[Items from a data source]

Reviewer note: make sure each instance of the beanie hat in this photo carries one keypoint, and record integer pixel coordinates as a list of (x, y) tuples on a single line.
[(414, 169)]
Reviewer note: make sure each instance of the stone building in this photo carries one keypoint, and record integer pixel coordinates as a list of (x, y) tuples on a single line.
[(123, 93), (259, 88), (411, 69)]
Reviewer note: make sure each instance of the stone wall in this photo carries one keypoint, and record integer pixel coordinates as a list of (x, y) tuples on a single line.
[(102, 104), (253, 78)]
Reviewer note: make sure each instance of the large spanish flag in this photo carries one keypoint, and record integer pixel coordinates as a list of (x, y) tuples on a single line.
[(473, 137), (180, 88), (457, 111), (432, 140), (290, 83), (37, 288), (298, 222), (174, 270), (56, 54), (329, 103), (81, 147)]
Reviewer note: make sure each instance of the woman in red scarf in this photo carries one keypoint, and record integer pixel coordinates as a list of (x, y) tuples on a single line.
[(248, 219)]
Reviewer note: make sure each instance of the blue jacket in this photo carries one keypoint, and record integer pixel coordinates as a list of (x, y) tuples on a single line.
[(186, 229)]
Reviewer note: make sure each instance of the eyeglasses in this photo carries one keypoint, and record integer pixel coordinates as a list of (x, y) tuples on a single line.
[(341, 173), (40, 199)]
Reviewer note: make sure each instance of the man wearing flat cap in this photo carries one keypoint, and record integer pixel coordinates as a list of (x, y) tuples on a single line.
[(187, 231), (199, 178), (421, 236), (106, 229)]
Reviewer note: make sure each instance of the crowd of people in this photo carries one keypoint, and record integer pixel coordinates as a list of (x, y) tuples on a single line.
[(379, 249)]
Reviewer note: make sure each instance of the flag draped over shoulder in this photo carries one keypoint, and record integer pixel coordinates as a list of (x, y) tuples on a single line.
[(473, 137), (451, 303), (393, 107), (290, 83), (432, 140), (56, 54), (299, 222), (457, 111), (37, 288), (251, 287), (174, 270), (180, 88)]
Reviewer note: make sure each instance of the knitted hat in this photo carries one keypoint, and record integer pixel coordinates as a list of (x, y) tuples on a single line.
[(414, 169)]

__Exercise requirements__:
The records above need to be returned in full, with nothing altered.

__Answer box__:
Reviewer note: make sure each instance of the beanie hat in this photo carries one keypoint, and record integer pixel coordinates as a list of (x, y) tuples on a single line.
[(414, 169)]
Reviewer note: make sure each instance of the stone building in this photo carries one keypoint, and record integer pixel coordinates as a list of (x, y) tuples on a single line.
[(123, 93), (259, 88), (411, 69)]
Reviewer note: make sure each instance of the stone wall in this photo carries one keypoint, and record integer pixel coordinates as a list of (x, y) tuples on a single line.
[(102, 104), (253, 78)]
Reviewer note: make sure each instance of the large spanish flag in this photo carries one keypoint, and record integer pixel coordinates as a list of (x, y) tuples on a single line.
[(473, 137), (180, 88), (457, 111), (432, 140), (290, 83), (37, 288), (298, 222), (174, 270), (56, 54), (329, 103), (81, 147)]
Reviewer note: make sure each instance of the woman in red scarf in this photo carries one keypoint, and record integer pixel coordinates as a list of (x, y) tuples on a single line.
[(248, 219)]
Reviewer note: make sure each instance of the blue jacket in this photo carries one keypoint, and record integer pixel coordinates as a list of (x, y) tuples on a single line.
[(186, 229)]
Reviewer note: make sure each instance of the eyeglasses in this photo carries one keypoint, and record integer pixel coordinates as a list of (x, y) tuples on a single line.
[(341, 173), (40, 199)]
Reviewer note: make sure each instance of the man wearing flat cap in this photo carries one keypoint, and record integer pixel coordinates as a list of (x, y) tuples on a single line.
[(187, 231), (199, 178), (421, 236), (106, 229)]
Reviewer note: make sure each instance of the crowd of people in this photo carries one keypoint, and record integer pixel coordinates as a list of (x, y) tuples on a single line.
[(379, 249)]
Reviewer note: make sure each instance of the flag draped over shoulder in this photo carries one keypoint, and record integer pixel coordinates as a list of (x, y) tuples on a single line.
[(473, 137), (451, 303), (393, 107), (290, 83), (432, 140), (56, 54), (299, 222), (457, 111), (37, 288), (251, 287), (174, 270), (180, 88)]
Reviewer note: make sure each instance of the knitted hat in this photo carries one keypoint, and record integer pixel coordinates as a list of (x, y) tuples on a single line.
[(414, 169)]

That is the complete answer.